Fragment tekstu -
—————
PDA

Zobacz pełną wersję : filtr powietrza



aidaho
01-12-2005, 00:43
kupiełem nowy filtr filtron 1008 i nie pasuje jakiś takiś za duży jest otworzyłem tą skrzynkę z zatrzaskami zresztą na niej w każdym języku napisane jest że to filtr powietrza i ten który był w środku taki z żółtą obwódką jest mniejszy niż ten filtron bo on nie ma prawa sie tam zmieścić co jest grane help :pad:

STraits
01-12-2005, 00:47
Chwila moment. K 1008 to jest filtr przeciwpyłkowy montowany na podszybiu. Filtr powietrza to AP 074 zdajsie. oryginalny filtr powietrza ma czerwoną obwódke i żółty środek. Oryginalny filtr przeciwpyłkowy jest cały biały i na górze ma szarą gąbke. Filtr przeciwpyłkowy trzeba troszeczke wygiąć w pół-łuk żeby go wsadzić.
—————
Wyodrębnione wiersze -
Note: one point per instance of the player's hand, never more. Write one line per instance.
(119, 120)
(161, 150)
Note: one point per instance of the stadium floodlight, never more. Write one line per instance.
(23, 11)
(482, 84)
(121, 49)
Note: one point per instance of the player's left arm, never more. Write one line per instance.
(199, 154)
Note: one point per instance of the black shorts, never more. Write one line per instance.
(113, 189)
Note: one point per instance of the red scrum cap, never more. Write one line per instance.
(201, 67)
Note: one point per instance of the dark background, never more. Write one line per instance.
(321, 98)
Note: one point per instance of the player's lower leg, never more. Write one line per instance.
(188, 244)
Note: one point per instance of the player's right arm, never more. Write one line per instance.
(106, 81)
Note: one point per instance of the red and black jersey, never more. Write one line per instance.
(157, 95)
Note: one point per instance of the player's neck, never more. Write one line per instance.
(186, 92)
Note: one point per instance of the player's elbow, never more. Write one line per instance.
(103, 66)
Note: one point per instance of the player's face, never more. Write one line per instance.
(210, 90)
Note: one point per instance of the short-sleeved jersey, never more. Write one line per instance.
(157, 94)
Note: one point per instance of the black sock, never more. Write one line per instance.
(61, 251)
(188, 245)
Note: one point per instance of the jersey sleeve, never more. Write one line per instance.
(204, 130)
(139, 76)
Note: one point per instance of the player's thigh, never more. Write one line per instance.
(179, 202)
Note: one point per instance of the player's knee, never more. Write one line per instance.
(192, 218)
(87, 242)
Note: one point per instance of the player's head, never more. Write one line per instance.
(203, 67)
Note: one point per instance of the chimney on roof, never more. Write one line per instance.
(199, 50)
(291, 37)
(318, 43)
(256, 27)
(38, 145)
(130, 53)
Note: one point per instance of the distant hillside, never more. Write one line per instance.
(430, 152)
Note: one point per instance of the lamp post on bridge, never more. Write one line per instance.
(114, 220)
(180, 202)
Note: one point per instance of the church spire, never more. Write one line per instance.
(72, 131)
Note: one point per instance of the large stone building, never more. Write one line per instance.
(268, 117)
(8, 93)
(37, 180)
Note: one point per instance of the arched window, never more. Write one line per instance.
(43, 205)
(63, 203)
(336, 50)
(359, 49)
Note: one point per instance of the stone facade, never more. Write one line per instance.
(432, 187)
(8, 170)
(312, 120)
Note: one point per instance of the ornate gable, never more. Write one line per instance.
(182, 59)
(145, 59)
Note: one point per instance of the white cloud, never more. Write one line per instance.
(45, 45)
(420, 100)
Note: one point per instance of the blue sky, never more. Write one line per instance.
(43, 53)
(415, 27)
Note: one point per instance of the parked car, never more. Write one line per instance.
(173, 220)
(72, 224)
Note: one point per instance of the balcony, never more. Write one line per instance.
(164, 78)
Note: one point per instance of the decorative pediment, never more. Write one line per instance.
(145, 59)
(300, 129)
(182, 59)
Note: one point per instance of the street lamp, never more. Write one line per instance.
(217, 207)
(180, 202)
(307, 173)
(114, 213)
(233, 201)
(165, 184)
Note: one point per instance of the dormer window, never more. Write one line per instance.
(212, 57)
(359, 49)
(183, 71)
—————
Zadania i ćwiczenia -
(1) Proszę ocenić, czy poniższe stwierdzenia są zgodne z wątkiem o filtrze powietrza, odpowiadając „tak” lub „nie” i przytaczając dosłownie rozstrzygające słowa tekstu: (a) K 1008 to filtr przeciwpyłkowy montowany na podszybiu; (b) oryginalny filtr przeciwpyłkowy ma czerwoną obwódkę; (c) filtr przeciwpyłkowy należy lekko wygiąć, aby go włożyć.
(2) Proszę podać dalszy ciąg wątku o filtrze powietrza, rozpoczynając go po ostatnim zdaniu tego wątku.
Wiersze pochodzą z innego źródła niż wątek o filtrze powietrza.

Lista odpowiedzi -
(1)
(a) Tak: „K 1008 to jest filtr przeciwpyłkowy montowany na podszybiu.”
(b) Nie: „Oryginalny filtr przeciwpyłkowy jest cały biały i na górze ma szarą gąbke.”
(c) Tak: „Filtr przeciwpyłkowy trzeba troszeczke wygiąć w pół-łuk żeby go wsadzić.”

(2)
aidaho
01-12-2005, 00:49
aha to gdzie ten przeciwpyłkowy się dokładnie montuje bo zdaje sie miejsca mi sie pomyliły gdzie go mam umieścic

altoot
01-12-2005, 00:50
a jaka literka jest przed tym "1008"??? HĘ?! :)


bo jeśli litera "K" - a na to mi wygląda, to jest to filtr kabinowy :))


filtr powietrza ma mieć oznaczenie AP 074 :palacz:

STraits
01-12-2005, 00:52
:D:D:D:D:D 8O 8O 8O :satan: :satan: :metal :getsome:

Ale jazdaaa ;) Tak myślałem. ten co masz montujesz po uprzednim zdjęciu plastikowego podszybia (podszybie = pod przednia szybą). Tam będzie filtr przeciwpyłkowy.

altoot
01-12-2005, 00:57
Hehe...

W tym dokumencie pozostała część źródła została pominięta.